> **What is being asked**: Make an exact copy of all the data.

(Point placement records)
★ ★ ★ ★ ★ ★ ★

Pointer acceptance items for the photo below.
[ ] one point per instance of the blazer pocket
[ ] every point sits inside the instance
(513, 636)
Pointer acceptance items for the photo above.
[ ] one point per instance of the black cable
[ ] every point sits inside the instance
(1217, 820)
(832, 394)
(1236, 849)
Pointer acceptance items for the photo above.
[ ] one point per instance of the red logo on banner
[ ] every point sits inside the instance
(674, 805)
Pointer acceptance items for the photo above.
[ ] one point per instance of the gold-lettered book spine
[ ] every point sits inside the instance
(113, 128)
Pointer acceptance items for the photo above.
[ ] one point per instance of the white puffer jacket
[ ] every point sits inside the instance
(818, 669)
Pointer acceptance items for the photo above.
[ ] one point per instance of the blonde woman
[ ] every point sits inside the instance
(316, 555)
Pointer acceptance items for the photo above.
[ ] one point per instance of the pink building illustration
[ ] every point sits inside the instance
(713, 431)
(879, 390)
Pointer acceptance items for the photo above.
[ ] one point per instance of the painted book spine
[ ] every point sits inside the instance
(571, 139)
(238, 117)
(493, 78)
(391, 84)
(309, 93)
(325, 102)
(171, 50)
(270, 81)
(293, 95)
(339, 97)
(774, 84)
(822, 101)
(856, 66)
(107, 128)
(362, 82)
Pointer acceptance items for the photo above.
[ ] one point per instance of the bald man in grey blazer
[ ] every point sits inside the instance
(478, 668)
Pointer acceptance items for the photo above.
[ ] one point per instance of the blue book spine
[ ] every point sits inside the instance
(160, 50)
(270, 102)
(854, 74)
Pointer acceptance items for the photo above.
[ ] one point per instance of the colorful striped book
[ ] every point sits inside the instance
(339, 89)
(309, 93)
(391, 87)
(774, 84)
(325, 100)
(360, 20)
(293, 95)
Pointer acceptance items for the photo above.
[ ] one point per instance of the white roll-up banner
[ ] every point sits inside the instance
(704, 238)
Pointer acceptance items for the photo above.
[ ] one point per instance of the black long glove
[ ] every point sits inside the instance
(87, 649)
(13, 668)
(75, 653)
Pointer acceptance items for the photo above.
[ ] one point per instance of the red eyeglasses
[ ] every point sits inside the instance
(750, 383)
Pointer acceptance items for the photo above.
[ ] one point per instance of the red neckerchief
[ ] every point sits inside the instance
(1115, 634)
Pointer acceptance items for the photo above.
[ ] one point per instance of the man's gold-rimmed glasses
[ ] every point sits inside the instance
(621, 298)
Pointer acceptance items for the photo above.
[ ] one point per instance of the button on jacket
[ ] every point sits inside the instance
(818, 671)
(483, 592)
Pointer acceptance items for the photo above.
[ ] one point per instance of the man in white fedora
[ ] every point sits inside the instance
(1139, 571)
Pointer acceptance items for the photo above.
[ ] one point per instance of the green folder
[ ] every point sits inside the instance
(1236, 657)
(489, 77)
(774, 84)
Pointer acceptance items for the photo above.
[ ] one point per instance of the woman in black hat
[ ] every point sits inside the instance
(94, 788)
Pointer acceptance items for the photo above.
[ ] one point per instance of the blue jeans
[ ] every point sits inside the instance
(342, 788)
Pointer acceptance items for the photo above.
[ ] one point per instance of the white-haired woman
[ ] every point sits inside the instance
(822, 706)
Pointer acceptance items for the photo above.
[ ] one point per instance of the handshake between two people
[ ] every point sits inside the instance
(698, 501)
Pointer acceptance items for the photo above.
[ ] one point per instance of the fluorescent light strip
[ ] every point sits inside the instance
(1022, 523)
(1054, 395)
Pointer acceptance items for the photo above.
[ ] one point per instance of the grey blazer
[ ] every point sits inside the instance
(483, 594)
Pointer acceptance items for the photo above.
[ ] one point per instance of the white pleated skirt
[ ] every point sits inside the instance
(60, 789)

★ ★ ★ ★ ★ ★ ★

> **Written response**:
Pointer acceptance items for the photo below.
[ ] one point per instance of the blazer pocket
[ ] every point sits inside the instance
(513, 636)
Pointer acceptance items for the photo above.
[ ] one point per instance of the black cable
[ ] every point sits inside the instance
(1217, 820)
(832, 394)
(1236, 849)
Pointer acceptance items for the photo above.
[ ] one point per instance of the red logo on banner
[ ] every point sits inside the instance
(674, 805)
Pointer acceptance items for the photo above.
[ ] one point per instance of the gold-lettered book spine
[ ] every point sits inside the instance
(113, 128)
Pointer acceptance items for the photo above.
[ ] one point per instance of the white puffer jacket
[ ] every point sits inside the instance
(818, 669)
Pointer acceptance items for the photo above.
[ ] one point per instance of the blonde woman
[ ] every point sits inside the instance
(316, 555)
Pointer acceptance items for the photo above.
[ ] one point per instance of the pink building illustration
[ ] every point sits inside the instance
(713, 431)
(879, 390)
Pointer acceptance items for the photo above.
[ ] one point per instance of the painted book spine
[ ] every point sits inside the instance
(571, 139)
(238, 117)
(493, 78)
(391, 84)
(309, 93)
(325, 102)
(171, 50)
(270, 81)
(293, 95)
(339, 97)
(774, 84)
(822, 101)
(856, 66)
(107, 128)
(362, 82)
Pointer acceptance items for the photo above.
[ ] one point per instance of the bald man in grey blazer
[ ] every point sits inside the instance
(478, 668)
Pointer acceptance items for the photo above.
[ ] one point per instance of the blue book spine
[ ] every point sits inside the instance
(160, 50)
(270, 102)
(854, 74)
Pointer acceptance items for the photo above.
[ ] one point per instance of the colorful striped book
[ ] every point sits inside the instance
(339, 89)
(309, 93)
(391, 87)
(774, 84)
(325, 100)
(360, 20)
(293, 95)
Pointer acceptance items for the photo above.
[ ] one point per instance of the white roll-up banner
[ ] every point sits inside the instance
(704, 238)
Pointer acceptance items for the photo above.
[ ] one point per instance of the black long glove
[ ] every point sits inside the instance
(87, 649)
(13, 668)
(75, 653)
Pointer acceptance items for the photo above.
[ ] one point per instance of the red eyeglasses
[ ] every point sits inside the instance
(750, 383)
Pointer acceptance items for the photo above.
[ ] one point per instance of the red neckerchief
[ ] every point sits inside the instance
(1115, 634)
Pointer acceptance items for the photo above.
[ ] one point per instance of the man's gold-rimmed glasses
[ ] every point sits inside the instance
(621, 298)
Pointer acceptance items for the photo above.
[ ] one point per instance of the button on jacket
[ ] every point sits inside the instance
(818, 671)
(483, 592)
Pointer acceptance items for the photo above.
[ ] one point per instance of the man in white fedora
[ ] every point sits inside the instance
(1139, 571)
Pointer acceptance items for the photo above.
[ ] one point per instance of the green folder
[ ] every point sits inside the instance
(1236, 657)
(489, 77)
(774, 84)
Pointer acceptance items for the photo above.
[ ] one point per instance of the woman in black hat
[ ] every point sits inside the instance
(94, 788)
Pointer acceptance items for the photo above.
[ ] one point per instance of the blue jeans
[ ] every point sits inside the instance
(342, 788)
Pointer acceptance items for the photo above.
[ ] one point per instance of the white-haired woman
[ ] every point sits inside the instance
(822, 706)
Pointer acceptance items for the photo above.
[ ] one point per instance of the handshake between two people
[ ] every point sits inside the instance
(698, 501)
Pointer acceptance items for the photo above.
[ ] one point per instance of the fluorescent light strip
[ ] every point sits inside the instance
(1022, 523)
(1054, 395)
Pointer acceptance items for the photo above.
[ ] one point per instance of the grey blazer
[ ] every point sits inside the instance
(483, 594)
Pointer acceptance items for the photo above.
[ ] one point per instance of the white pleated skirt
[ ] every point sits inside the instance
(60, 789)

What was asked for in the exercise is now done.